++++ ФРАГМЕНТ
Глубоко неверно и утверждение, будто рабочие могут достигнуть «довольства» одним лишь путем нравственного самоусовершенствования. Толстой сам указывает, что капитализм не способствует этому и что «учиться этому можно никак не при капиталистическом соревновательном устройстве, а при совершенно другом» (там же). Из этих утверждений самого Толстого очевидно, насколько утопично его упование на «мирный» путь избавления от капиталистического рабства посредством нравственного самоусовершенствования.

В другом месте своих Дневников, продолжая полемику с научным социализмом, Толстой утверждает, что «жизнью человечества движет рост сознания, движение религии... а не экономические причины». Полемизируя с марксистами, он нападает на «предположение» о том, что «капиталы перейдут из рук частных лиц в руки правительства, а от правительства, представляющего народ, в руки рабочих». Толстой говорит, что этого никогда не произойдет, ибо «правительство не представляет народ, а есть те же частные люди, имеющие власть, несколько различные от капиталистов, отчасти совпадающие с ними» (стр. 206).

Это суждение Толстого исходит из опыта буржуазно-помещичьей государственности и буржуазной лжедемократии. И по отношению к ним оно правильно. Но оно глубоко неправильно и реакционно, когда Толстой, оставляя конкретно-историческую почву, распространяет это суждение на любое правительство, в том числе на «правительство рабочих», избранное народом и представляющее интересы народа.

Разоблачая эксплуататорскую сущность буржуазного государства и фальшь буржуазной демократии, Толстой выступал против всякого государства, ибо он выражал утопические настроения и чаяния примитивной крестьянской демократии, стремившейся заменить буржуазное полицейски-классовое государство не социалистическим государством рабочих и крестьян, а «общежитием свободных и равноправных мелких крестьян».[13]

В духе глубоко ошибочного и реакционного религиознонравственного учения выдержаны и все обращения Толстого к угнетенным народам колониальных и зависимых стран. Он призывает их не к насильственной борьбе с захватчиками, не к вооруженному сопротивлению агрессорам, а к «любви» и смирению. Он зовет народы Азии отвернуться от «цивилизации», изолироваться в своей «восточной неподвижности», хранить верность патриархальной старине. Он призывает их следовать учениям Будды, Конфуция, Лao-цзы, не замечая, что именно эти религиозные учения превосходно используются империалистами, чтобы держать отсталые народы в рабской покорности.
++++++++
++++ СОБРАННЫЕ ДАННЫЕ
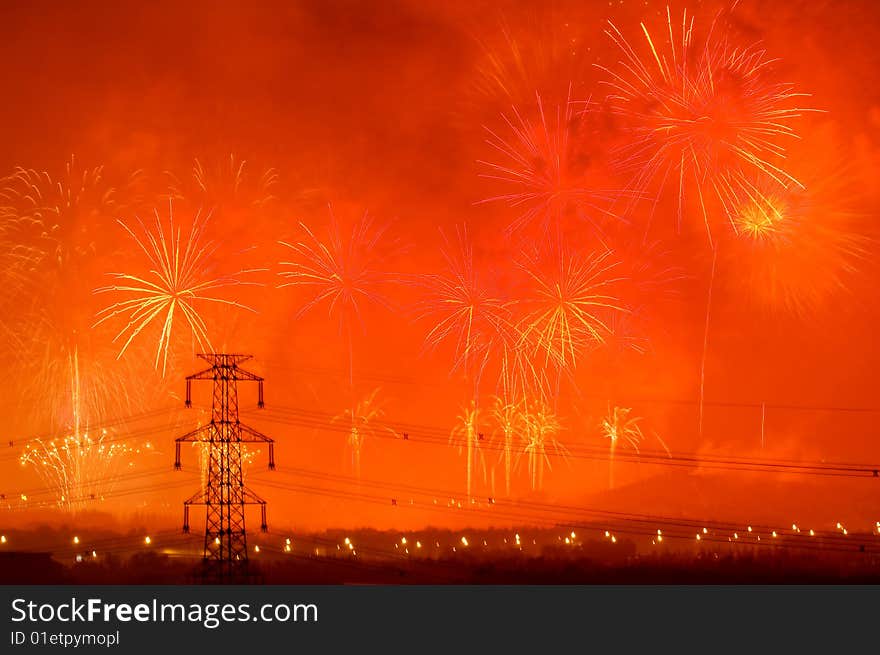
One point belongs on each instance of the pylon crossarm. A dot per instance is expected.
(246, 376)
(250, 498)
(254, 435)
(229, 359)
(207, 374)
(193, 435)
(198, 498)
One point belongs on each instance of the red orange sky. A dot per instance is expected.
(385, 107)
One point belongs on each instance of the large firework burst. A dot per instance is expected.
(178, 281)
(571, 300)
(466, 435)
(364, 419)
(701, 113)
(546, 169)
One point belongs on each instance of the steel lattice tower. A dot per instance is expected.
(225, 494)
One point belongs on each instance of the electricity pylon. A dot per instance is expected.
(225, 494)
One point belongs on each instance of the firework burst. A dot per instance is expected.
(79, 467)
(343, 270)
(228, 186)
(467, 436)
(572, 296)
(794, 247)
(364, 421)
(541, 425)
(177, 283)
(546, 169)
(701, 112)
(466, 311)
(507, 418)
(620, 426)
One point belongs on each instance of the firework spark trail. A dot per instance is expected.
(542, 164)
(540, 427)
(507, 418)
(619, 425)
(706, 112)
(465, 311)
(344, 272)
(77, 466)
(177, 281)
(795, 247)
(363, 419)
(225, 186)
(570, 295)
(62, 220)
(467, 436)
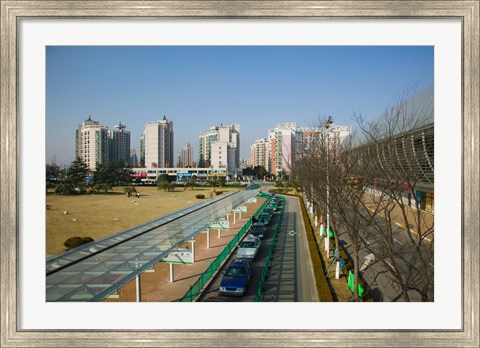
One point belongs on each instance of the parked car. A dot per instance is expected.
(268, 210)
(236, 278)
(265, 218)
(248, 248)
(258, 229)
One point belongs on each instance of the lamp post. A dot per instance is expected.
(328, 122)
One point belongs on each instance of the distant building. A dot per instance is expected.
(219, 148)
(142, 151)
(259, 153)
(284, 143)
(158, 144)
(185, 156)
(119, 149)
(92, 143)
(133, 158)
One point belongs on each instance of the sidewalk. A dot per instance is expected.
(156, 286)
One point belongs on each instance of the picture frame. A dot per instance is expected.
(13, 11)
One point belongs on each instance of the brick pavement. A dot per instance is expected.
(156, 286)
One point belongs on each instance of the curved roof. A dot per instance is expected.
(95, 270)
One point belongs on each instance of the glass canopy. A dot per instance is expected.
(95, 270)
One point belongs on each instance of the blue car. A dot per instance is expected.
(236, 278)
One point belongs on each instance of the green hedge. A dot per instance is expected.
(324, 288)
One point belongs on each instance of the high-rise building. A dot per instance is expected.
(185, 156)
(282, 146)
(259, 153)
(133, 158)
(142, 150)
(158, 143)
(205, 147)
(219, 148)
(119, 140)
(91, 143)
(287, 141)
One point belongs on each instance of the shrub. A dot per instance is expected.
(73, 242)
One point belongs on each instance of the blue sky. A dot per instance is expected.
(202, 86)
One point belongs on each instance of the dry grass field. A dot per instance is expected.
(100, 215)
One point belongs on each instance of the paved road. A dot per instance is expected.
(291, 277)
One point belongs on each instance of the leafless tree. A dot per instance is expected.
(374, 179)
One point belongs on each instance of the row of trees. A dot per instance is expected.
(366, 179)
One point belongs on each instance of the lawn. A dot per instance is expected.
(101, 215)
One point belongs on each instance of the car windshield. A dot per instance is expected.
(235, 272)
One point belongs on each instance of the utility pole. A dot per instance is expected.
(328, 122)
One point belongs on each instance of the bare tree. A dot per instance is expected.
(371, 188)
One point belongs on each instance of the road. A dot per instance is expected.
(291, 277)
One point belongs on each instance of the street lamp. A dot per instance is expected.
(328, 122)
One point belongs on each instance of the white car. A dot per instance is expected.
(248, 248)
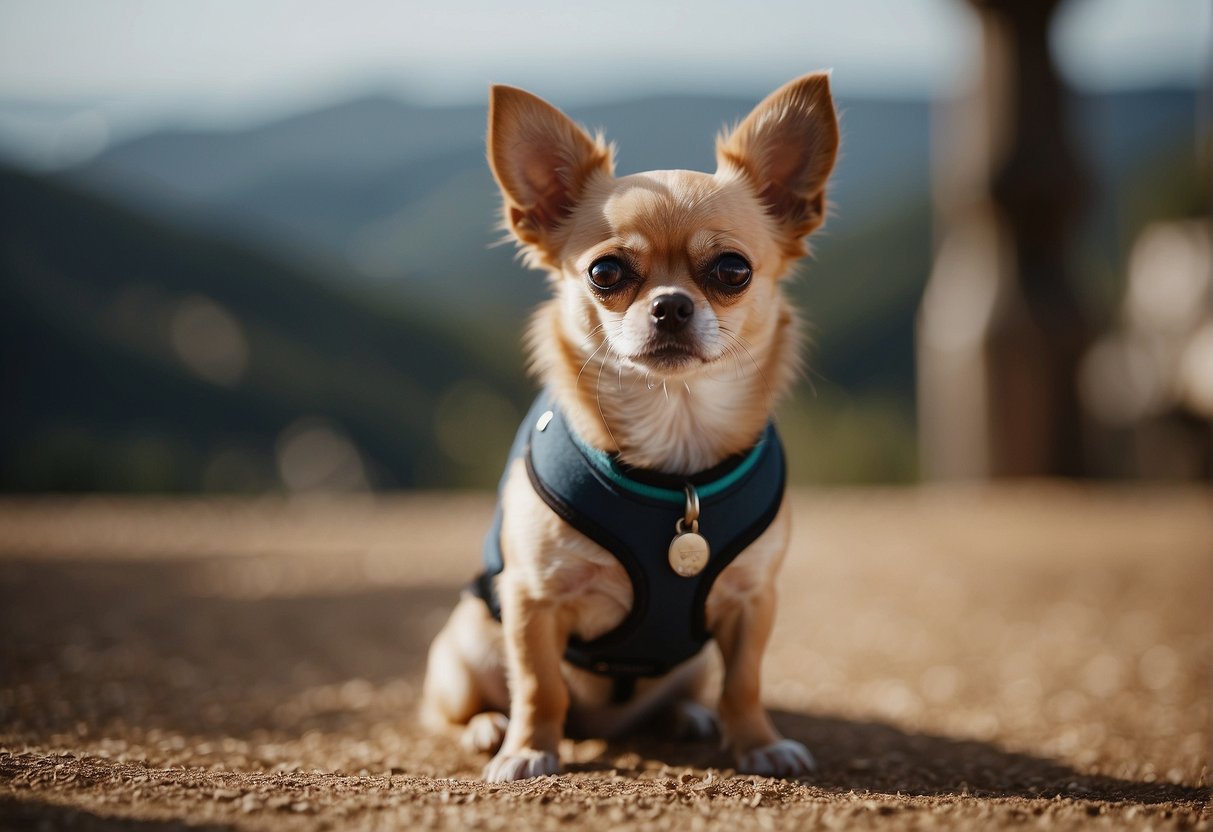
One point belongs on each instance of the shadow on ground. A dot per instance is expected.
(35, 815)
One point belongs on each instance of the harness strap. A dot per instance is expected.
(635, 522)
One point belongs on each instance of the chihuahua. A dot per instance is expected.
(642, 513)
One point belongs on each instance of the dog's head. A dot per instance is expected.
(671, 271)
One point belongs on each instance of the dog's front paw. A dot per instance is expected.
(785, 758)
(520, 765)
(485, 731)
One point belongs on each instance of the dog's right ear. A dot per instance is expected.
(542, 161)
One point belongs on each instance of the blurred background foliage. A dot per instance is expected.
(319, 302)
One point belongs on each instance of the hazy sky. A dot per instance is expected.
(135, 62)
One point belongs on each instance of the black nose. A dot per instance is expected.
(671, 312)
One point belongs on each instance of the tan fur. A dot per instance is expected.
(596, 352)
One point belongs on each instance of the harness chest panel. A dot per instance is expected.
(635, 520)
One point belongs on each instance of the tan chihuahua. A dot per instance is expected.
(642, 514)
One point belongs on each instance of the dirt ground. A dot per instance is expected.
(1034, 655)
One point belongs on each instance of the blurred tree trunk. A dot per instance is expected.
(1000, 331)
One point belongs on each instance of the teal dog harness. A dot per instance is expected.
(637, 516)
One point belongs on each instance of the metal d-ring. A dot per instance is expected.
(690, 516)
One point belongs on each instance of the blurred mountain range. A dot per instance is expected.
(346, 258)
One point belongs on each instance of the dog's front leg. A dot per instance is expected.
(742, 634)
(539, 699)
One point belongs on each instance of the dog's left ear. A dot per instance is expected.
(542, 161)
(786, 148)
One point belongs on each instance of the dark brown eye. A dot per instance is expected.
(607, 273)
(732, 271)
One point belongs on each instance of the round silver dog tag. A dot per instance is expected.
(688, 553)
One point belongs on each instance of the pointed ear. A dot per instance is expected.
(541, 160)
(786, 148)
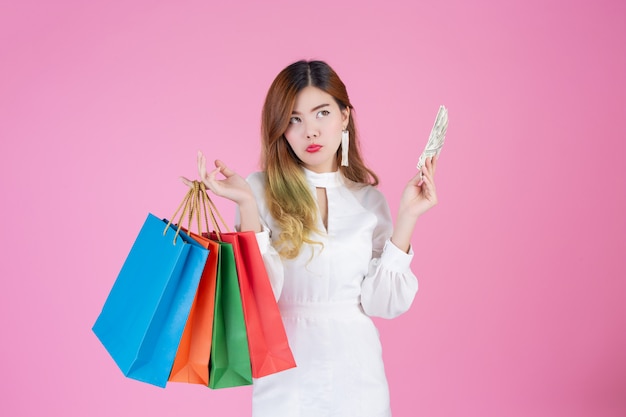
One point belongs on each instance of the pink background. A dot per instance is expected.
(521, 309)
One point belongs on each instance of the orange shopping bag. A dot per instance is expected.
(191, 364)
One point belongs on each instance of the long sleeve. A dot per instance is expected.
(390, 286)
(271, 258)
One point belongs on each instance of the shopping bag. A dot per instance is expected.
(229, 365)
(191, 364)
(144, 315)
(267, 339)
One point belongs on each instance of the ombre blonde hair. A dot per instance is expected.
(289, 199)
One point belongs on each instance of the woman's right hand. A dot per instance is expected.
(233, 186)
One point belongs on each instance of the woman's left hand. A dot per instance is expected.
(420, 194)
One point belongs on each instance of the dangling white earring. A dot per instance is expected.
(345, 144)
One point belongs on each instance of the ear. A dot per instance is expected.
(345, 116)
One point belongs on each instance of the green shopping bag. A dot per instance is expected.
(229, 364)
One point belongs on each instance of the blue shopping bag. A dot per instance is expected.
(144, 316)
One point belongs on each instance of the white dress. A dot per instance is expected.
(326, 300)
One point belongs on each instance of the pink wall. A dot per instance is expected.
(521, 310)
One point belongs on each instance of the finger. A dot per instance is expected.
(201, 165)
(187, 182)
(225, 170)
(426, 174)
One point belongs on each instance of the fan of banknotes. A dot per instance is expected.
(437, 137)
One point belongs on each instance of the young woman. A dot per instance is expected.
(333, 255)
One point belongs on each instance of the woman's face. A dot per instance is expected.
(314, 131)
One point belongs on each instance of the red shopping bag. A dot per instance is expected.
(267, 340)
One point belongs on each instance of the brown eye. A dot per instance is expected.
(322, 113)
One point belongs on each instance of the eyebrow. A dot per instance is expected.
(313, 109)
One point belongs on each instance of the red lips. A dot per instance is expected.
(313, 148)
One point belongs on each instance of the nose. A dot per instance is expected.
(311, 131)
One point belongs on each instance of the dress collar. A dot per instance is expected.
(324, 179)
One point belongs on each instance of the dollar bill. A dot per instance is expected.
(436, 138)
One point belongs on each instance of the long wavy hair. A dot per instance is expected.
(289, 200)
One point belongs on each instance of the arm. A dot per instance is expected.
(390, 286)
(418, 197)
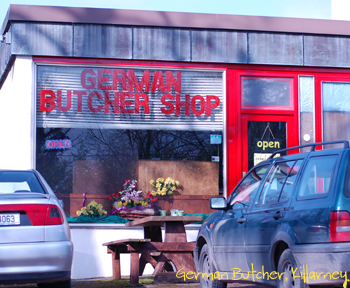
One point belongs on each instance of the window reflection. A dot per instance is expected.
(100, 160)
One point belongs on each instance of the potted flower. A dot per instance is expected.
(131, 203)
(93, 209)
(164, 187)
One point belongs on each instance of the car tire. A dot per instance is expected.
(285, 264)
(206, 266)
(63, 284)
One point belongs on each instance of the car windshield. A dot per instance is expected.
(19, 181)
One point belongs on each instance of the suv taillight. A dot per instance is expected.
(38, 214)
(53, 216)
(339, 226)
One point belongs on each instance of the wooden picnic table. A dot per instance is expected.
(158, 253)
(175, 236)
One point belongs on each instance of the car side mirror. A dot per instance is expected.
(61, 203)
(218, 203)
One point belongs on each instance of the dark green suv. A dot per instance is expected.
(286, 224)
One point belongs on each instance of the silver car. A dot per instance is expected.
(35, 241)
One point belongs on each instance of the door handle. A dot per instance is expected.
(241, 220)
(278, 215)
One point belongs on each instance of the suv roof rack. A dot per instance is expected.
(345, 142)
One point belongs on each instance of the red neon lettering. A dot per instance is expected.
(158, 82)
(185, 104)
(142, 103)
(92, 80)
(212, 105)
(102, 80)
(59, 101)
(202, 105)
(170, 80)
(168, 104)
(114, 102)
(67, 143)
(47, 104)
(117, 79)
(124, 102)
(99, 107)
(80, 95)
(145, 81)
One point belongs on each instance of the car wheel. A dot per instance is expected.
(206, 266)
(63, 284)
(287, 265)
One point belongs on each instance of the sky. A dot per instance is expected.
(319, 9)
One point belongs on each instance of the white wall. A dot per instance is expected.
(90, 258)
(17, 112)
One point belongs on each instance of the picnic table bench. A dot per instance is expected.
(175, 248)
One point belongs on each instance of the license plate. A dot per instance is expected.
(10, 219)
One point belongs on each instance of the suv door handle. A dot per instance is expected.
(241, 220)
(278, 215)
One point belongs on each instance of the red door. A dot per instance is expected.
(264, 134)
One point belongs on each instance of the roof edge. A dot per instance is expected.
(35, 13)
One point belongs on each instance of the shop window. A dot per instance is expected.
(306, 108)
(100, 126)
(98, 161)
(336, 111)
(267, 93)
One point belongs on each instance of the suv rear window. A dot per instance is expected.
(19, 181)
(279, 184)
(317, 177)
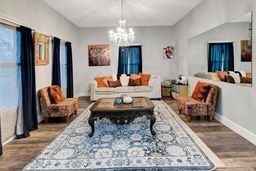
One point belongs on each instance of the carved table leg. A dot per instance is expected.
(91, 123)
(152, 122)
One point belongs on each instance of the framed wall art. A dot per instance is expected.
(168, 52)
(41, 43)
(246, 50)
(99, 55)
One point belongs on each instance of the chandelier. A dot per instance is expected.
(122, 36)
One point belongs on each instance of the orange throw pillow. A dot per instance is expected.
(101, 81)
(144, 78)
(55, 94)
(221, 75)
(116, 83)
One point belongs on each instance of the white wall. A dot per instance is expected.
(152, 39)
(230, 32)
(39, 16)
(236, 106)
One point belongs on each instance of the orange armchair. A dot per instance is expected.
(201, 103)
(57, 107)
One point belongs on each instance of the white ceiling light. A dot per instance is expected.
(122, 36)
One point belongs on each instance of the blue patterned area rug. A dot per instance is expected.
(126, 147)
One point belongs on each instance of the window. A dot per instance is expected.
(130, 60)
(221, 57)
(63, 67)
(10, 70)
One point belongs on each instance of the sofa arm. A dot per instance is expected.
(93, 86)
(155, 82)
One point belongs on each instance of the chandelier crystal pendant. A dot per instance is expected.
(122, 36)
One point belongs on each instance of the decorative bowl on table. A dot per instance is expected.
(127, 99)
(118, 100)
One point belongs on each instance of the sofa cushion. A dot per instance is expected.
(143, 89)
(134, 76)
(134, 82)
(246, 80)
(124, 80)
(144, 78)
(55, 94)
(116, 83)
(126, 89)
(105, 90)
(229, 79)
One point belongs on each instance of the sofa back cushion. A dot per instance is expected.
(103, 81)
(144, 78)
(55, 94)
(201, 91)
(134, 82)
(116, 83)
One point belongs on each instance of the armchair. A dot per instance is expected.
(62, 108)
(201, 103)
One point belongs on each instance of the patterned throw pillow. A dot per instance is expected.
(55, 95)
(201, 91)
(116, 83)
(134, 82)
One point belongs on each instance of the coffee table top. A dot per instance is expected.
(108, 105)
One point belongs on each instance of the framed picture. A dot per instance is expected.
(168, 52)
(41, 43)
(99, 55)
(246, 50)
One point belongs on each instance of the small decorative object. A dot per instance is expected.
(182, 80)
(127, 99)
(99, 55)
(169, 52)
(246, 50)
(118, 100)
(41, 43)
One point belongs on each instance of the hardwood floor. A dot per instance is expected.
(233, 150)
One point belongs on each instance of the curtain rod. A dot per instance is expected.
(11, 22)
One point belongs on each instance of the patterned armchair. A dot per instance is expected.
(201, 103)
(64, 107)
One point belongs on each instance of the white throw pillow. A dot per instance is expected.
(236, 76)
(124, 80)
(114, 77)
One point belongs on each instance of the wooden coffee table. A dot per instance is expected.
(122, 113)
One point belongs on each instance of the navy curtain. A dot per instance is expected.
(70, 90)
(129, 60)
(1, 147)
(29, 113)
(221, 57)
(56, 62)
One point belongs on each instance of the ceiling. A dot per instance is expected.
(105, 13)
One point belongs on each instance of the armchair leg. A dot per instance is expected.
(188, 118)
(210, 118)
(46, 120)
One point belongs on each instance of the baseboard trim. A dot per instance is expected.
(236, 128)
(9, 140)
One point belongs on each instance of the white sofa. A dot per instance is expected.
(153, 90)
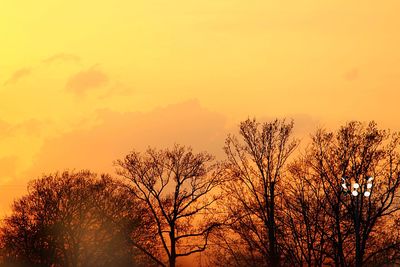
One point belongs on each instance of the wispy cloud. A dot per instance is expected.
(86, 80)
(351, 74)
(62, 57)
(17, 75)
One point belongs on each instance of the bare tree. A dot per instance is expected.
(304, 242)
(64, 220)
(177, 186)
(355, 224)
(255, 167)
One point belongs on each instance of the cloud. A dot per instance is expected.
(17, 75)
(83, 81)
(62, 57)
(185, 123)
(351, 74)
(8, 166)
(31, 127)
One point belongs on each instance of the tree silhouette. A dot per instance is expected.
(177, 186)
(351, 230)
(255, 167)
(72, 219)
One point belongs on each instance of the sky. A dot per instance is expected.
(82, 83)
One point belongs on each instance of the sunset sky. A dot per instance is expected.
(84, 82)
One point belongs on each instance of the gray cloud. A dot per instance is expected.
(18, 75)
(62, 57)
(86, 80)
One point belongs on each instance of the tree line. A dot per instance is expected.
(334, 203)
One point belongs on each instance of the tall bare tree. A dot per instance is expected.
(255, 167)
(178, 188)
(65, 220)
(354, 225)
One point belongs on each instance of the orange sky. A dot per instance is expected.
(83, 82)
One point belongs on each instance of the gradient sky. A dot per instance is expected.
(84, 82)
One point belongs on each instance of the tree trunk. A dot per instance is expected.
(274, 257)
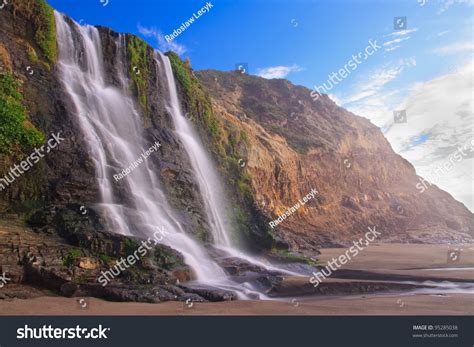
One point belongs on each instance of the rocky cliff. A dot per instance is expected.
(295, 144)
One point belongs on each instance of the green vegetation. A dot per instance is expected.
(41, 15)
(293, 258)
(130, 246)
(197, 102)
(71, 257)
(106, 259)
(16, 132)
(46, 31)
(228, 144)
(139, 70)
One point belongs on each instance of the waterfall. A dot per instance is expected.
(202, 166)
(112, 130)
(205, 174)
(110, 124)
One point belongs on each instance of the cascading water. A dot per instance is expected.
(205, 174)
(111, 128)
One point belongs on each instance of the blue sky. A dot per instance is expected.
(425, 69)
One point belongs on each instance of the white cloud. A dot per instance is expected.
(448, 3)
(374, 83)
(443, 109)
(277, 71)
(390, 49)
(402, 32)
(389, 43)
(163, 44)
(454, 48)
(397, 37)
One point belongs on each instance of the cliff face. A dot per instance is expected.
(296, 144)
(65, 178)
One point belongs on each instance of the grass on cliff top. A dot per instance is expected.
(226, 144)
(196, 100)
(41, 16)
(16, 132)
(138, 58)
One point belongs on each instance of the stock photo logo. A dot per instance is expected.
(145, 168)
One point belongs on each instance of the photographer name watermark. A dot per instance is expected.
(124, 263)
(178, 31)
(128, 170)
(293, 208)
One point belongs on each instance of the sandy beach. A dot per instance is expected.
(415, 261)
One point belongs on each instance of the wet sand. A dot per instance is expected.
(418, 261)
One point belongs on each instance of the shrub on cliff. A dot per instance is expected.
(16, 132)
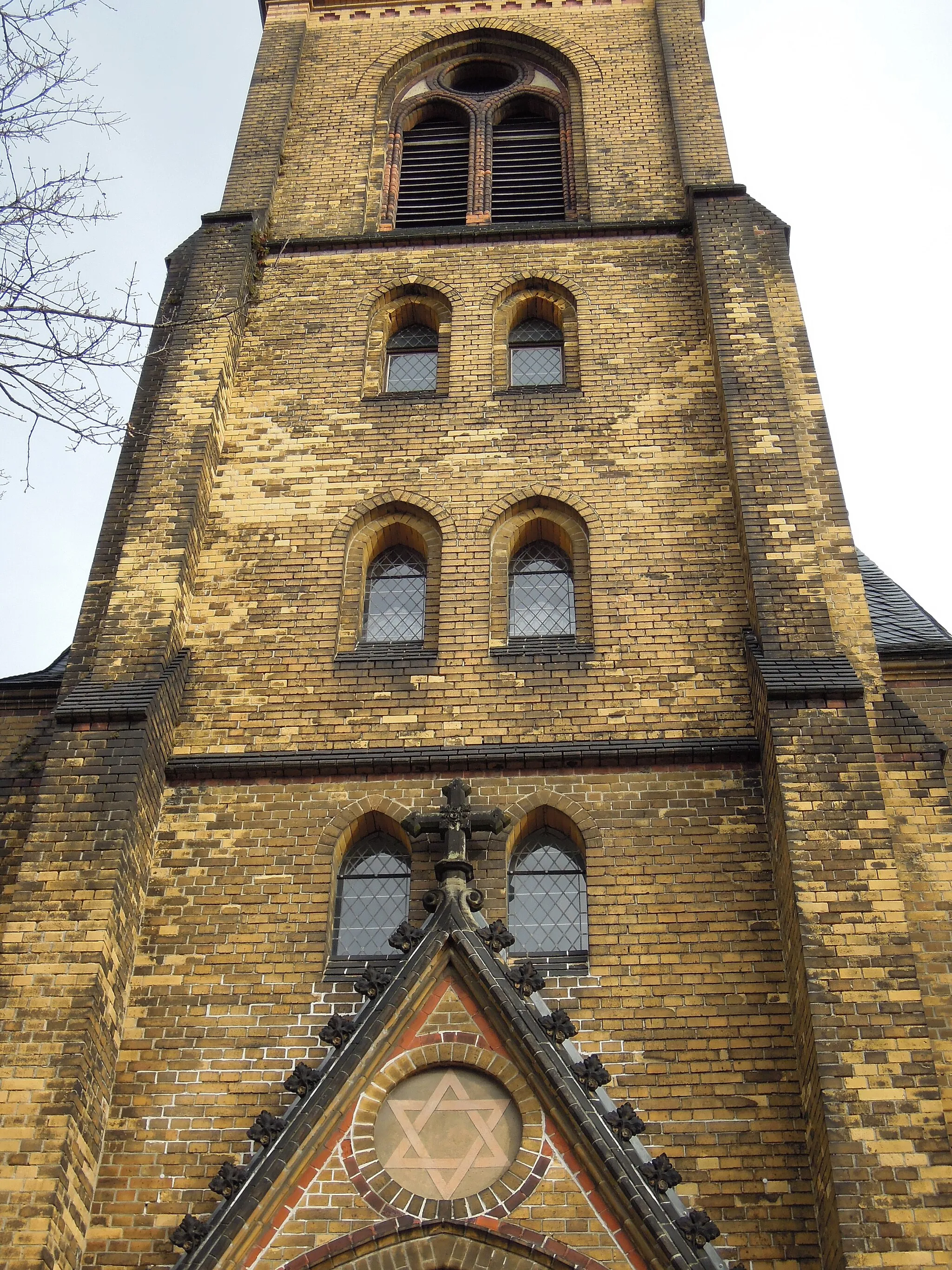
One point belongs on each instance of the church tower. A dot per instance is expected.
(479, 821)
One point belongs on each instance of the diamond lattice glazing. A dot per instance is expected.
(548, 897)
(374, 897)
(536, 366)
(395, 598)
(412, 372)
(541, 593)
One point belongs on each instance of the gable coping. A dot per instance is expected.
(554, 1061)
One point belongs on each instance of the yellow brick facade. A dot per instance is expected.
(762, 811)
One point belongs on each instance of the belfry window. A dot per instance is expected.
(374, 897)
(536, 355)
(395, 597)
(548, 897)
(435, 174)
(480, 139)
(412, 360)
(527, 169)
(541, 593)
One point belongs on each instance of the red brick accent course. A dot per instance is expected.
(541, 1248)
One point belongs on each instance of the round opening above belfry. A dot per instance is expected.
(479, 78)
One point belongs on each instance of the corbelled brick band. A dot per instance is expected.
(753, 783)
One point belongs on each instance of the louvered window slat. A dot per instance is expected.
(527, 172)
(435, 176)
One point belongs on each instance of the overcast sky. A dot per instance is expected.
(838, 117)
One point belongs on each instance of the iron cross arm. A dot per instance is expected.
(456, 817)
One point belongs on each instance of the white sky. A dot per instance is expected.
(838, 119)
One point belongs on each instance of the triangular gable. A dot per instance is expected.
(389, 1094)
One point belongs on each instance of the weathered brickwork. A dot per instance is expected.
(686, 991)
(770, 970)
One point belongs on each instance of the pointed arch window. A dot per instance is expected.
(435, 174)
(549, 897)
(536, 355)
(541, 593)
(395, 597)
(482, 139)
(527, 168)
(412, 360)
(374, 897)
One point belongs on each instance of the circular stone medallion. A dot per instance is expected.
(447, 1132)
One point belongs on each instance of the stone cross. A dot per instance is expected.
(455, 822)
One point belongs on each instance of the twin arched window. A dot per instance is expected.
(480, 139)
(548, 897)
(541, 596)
++++++++
# ЗАДАНИЕ:
Ответьте на вопросы по фрагменту о взглядах Толстого.
1. Что, согласно утверждению Толстого в Дневниках, движет жизнью человечества?
2. Чем, по словам фрагмента, примитивная крестьянская демократия стремилась заменить буржуазное полицейски-классовое государство?
3. Учениям кого Толстой призывал следовать народы Азии?

# РЕШЕНИЕ ЗАДАНИЯ:
1. Жизнью человечества движет рост сознания, движение религии, а не экономические причины.
2. Она стремилась заменить его «общежитием свободных и равноправных мелких крестьян».
3. Толстой призывал их следовать учениям Будды, Конфуция и Лао-цзы.